Source passage Start Marker
Friday, January 24, 2014

Writers who set books away from home — and why they do it

I started Detectives Beyond Borders in 2006 with a wariness of crime writers who set books in countries other than their own or where they did not live. They must be arrivistes, I suspected, tourists in search of tax write-offs who had no more understanding of local conditions and attitudes than does CNN. Americans (or Brits) parachuting in to tell the locals how to solve their problems.

Over the years I've asked such authors what they see in their chosen settings that a local might miss, or what they might miss that locals take for granted, and I wrote the introduction to a book of essays on the subject (Christopher G. Moore's The Cultural Detective). But not until last night did I think to ask such a writer why she had chosen the country she did.
Source passage End Marker
Dataset excerpts Start Marker
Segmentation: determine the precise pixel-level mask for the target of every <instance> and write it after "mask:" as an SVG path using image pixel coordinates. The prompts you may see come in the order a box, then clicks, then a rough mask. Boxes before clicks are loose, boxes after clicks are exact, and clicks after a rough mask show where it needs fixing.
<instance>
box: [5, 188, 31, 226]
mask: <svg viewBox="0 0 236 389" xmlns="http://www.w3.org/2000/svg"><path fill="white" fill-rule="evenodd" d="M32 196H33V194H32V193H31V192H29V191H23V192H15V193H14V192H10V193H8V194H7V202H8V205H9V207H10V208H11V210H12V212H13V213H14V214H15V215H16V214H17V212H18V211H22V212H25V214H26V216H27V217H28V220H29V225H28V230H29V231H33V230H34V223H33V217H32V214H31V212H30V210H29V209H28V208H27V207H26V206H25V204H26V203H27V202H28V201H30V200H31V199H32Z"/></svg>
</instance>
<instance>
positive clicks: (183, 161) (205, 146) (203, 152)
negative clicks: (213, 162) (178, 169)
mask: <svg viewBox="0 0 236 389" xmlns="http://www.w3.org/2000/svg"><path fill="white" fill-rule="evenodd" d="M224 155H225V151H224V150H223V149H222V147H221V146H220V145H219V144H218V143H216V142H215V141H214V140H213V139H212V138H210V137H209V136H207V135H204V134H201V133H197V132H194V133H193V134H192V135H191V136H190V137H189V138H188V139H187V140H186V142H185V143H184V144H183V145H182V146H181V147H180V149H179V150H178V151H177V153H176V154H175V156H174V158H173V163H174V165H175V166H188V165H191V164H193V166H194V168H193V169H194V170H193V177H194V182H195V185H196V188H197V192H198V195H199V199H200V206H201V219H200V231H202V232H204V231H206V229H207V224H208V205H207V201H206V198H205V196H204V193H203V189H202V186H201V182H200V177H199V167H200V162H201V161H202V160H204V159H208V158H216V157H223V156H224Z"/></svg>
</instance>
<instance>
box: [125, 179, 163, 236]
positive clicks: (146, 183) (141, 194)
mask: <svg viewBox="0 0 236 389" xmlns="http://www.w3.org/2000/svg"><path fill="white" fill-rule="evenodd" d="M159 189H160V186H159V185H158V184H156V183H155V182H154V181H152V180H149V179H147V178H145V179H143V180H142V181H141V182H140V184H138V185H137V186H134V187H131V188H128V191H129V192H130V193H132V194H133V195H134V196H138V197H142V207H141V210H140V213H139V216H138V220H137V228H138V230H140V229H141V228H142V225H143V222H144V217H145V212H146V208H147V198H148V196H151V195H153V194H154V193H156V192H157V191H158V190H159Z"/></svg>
Dataset excerpts End Marker
== Work request 1 ==
Answer these questions from the post about writers who set books away from home.
(a) In what year did the writer start Detectives Beyond Borders?
(b) What is the title of the book of essays for which the writer wrote the introduction?
(c) When did the writer first think to ask such an author why she had chosen her country?
== Work request 2 ==
Reproduce everything in the records from their very beginning down through the line containing "box: [5, 188, 31, 226]", including both ends.
The text and the records have nothing to do with each other.

== Task answer 1 ==
(a) 2006
(b) The Cultural Detective
(c) Last night

== Task answer 2 ==
Segmentation: determine the precise pixel-level mask for the target of every <instance> and write it after "mask:" as an SVG path using image pixel coordinates. The prompts you may see come in the order a box, then clicks, then a rough mask. Boxes before clicks are loose, boxes after clicks are exact, and clicks after a rough mask show where it needs fixing.
<instance>
box: [5, 188, 31, 226]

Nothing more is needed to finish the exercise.